• **ОТРЫВОК ТЕКСТА**:
Работа уборщицы нелегкая, попробуй, потри полы в конторе!

За твою доброту и чуткость к людям, за твое добросовестное отношение к работе тебя в поселке уважают и всегда рады поприветствовать.

Я помню, какая ты была грустная, когда провожала нас в училище. Так и хотелось забрать тебя с собой! И сколько тепла было в твоих письмах и частых посылках!

А каким вниманием и лаской ты окружаешь нас, когда мы приезжаем на побывку.

Дорогая редакция, мы были бы очень рады, если бы вы напечатали наше письмо, нашу благодарность нашей второй маме Махиной Елене Илларионовне (отец так и не расписался с ней, но от этого она нам еще дороже), этой простой донской казачке, не согнувшейся ни от каких жизненных испытаний!

С курсантским приветом, Юрий и Геннадий Бабаевские

 

Письмо скверной девчонки

 

Дорогая редакция!

Мне двадцать лет. Работаю разнорабочей. Живу на квартире. Снимаю.

Что заставило меня написать вам? Я хоть и не выписываю “Комсомольскую правду”, но часто ее читаю. И скажу вам, что не все в ней правда, что напечатано.

Никогда не поверю, что девчонка выдала свою мать. Обличила ее в краже. Так мать же для нее старалась! И вот такая “благодарность”!

А вообще красть просто и даже интересно. Представьте, идет молодой, элегантный парень. Он рассеян и небрежен. Стоит только посмотреть на него, и сразу поймешь, что разиня.

Тогда тебе не представляет труда залезть двумя пальцами в карман брюк и вытащить бумажник. А в нем десятка или пятерка. Конечно немного, но все же деньги!

• **Записи набора данных**:

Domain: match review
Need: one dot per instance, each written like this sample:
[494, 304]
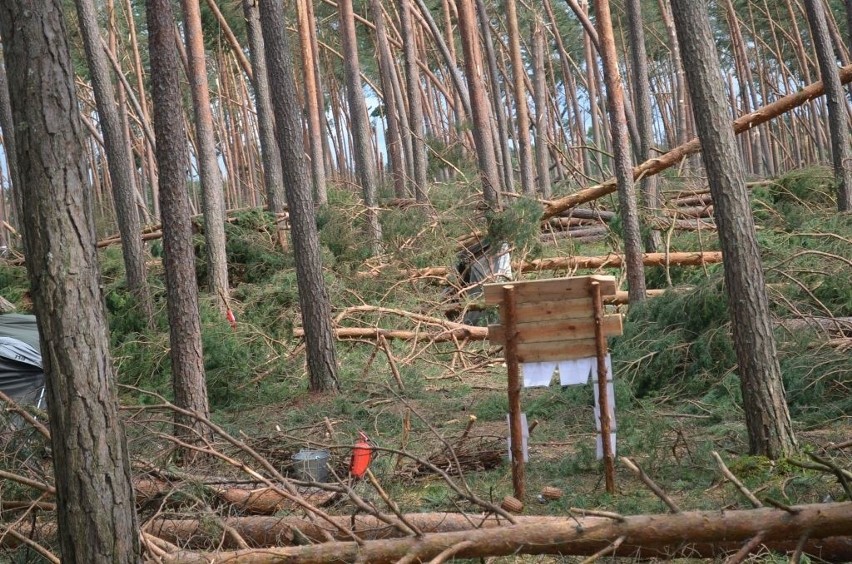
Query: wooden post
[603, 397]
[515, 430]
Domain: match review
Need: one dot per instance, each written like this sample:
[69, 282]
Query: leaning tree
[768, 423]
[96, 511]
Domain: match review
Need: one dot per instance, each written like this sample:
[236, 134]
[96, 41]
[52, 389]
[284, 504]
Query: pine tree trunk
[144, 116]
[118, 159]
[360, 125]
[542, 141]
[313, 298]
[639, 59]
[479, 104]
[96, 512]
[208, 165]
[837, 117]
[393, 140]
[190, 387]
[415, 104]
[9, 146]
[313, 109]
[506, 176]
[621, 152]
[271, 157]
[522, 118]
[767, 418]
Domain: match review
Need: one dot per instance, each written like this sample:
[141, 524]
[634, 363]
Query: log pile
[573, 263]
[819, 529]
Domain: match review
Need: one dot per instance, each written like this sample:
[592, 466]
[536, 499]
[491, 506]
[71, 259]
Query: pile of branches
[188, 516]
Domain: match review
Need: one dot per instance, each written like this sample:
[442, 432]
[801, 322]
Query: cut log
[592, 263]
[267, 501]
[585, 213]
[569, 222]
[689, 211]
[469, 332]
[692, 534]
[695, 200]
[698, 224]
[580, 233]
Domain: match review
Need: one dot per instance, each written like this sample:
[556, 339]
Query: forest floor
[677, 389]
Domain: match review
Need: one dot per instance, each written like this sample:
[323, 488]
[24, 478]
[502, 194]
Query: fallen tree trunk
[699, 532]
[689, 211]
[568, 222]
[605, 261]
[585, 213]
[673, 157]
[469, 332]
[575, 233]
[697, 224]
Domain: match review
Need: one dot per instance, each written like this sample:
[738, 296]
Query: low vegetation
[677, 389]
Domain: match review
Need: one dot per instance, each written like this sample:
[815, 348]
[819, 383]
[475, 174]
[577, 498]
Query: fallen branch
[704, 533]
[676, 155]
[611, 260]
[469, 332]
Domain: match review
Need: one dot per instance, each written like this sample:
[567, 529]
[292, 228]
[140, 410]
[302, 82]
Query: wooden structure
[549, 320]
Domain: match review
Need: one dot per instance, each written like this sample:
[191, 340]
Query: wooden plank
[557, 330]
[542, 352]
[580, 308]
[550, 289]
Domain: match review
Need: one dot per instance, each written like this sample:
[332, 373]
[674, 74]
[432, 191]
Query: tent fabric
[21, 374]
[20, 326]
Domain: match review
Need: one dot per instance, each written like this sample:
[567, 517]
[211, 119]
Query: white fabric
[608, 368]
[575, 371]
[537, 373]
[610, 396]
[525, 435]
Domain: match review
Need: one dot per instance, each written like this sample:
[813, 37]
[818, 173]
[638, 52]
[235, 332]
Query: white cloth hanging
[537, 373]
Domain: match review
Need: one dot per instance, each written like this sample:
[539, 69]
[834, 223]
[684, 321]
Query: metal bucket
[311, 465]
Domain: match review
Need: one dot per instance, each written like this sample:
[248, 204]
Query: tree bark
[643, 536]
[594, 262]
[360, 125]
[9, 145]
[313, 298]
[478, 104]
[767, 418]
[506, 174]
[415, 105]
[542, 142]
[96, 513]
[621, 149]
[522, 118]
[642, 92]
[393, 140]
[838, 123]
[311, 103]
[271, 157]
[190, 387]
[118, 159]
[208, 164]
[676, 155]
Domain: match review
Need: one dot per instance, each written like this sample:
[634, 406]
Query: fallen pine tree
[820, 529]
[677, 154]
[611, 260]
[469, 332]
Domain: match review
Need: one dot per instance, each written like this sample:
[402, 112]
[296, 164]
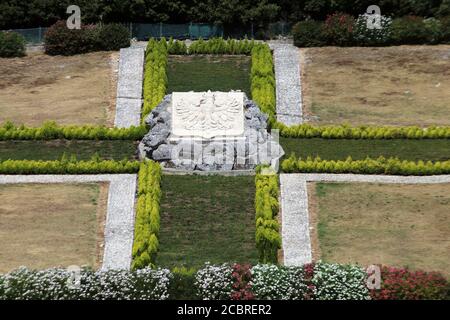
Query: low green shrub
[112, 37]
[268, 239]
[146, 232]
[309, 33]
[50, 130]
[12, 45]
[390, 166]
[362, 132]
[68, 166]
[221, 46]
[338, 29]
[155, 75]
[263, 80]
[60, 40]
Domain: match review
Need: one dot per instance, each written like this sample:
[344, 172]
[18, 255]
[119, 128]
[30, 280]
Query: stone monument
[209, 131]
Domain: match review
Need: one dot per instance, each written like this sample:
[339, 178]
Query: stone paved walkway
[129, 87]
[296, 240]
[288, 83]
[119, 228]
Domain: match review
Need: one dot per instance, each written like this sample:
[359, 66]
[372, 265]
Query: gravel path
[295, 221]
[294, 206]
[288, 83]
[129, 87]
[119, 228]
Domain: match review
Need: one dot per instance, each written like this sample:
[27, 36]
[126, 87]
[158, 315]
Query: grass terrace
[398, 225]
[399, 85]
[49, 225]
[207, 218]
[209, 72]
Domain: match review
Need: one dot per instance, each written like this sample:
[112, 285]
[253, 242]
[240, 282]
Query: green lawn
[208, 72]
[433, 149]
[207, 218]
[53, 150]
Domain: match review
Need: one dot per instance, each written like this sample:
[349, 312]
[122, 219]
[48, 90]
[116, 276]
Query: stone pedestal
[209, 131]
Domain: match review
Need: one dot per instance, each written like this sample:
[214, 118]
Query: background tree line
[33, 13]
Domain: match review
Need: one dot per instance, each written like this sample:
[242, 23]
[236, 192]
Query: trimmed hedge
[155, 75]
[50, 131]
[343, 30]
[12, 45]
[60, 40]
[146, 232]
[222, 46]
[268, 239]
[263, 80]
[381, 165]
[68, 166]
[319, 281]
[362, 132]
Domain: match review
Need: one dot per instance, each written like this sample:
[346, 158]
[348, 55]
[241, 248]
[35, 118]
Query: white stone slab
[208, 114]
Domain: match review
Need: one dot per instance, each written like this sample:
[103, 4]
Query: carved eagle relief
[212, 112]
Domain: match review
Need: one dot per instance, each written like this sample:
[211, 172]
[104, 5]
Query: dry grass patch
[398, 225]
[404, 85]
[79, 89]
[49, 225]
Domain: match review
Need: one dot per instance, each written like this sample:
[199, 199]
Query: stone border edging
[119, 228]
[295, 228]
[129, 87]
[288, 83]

==

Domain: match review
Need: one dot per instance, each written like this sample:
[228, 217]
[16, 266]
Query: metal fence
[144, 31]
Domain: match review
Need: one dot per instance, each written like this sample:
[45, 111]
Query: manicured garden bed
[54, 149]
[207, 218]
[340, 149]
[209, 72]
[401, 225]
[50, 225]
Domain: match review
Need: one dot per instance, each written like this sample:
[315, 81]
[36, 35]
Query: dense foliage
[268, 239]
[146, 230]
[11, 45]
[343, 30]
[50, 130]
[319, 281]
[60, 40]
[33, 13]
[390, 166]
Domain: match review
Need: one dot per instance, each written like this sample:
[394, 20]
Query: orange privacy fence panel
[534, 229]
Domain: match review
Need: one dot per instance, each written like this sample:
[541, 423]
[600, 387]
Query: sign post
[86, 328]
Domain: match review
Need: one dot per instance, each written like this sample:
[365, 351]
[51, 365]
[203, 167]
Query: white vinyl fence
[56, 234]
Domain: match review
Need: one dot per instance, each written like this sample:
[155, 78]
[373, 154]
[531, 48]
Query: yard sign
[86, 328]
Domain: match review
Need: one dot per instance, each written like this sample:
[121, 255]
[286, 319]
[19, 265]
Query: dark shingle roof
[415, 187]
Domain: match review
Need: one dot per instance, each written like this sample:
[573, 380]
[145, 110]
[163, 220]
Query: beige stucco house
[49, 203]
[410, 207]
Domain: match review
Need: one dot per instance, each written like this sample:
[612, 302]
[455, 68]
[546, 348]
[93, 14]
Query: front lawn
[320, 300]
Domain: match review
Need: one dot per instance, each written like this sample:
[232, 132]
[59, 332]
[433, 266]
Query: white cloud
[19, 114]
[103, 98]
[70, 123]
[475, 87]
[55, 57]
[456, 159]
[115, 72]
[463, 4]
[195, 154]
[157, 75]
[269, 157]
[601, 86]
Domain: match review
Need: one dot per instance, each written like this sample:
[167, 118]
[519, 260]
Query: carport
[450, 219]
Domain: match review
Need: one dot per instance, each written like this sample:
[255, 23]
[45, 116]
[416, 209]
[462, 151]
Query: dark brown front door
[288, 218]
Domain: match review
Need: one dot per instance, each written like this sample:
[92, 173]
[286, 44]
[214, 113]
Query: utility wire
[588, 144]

• **ЗАДАНИЕ**: Продолжите текст с письмами в редакцию, начав сразу после его последнего предложения.

• **ЧТО ПОЛУЧИЛОСЬ**:
А потом со стороны интересно наблюдать, как он, этот стиляга, захотев мороженого, с ужасом хватается за карманы, бледнеет, краснеет. И под конец выдыхает: “Украли, деньги украли!”

А ты стоишь в сторонке, поодаль и хохочешь до слез.

А таких растяп немало. Так что, лишь бы уметь красть! Я иногда так вытаскиваю, что тот, у кого я тащу, даже разговаривает со мной и улыбается.

Я, разумеется, тоже смеюсь. Только причина моего веселья известна лишь мне. Слава богу, что ученые еще не нашли способ разгадывать чужие мысли!

А убивать людей из-за денег не надо. Обчистить карманы и – все! А если убивать, то кто же будет зарабатывать деньги, чтобы можно было потом обчистить карманы? Нет, убивать – грех. Даже попы это говорят.

Я, сколько живу, уже раз двадцать вытаскивала деньги. Были и десятки и пятерки. Но я мечтаю о большем. Я хочу иметь миллионы! Что мне эти 90 рублей, которые мне платят за работу! Они ни в голове, нигде.

Одеваюсь я прилично, даже хорошо. Ни за что не скажешь: ворюга. Благодаря “прогулкам” я приоделась.

Я люблю выпить и хорошо поесть. А на это нужны деньги. Никак не могу подобрать подходящую компанию. Одной, признаться, “работать” скучно. А я страшно люблю повеселиться. А холуй, с которым я встречаюсь, только походит со мной по проспекту, ну, в кино сводит, поцелуй, и все!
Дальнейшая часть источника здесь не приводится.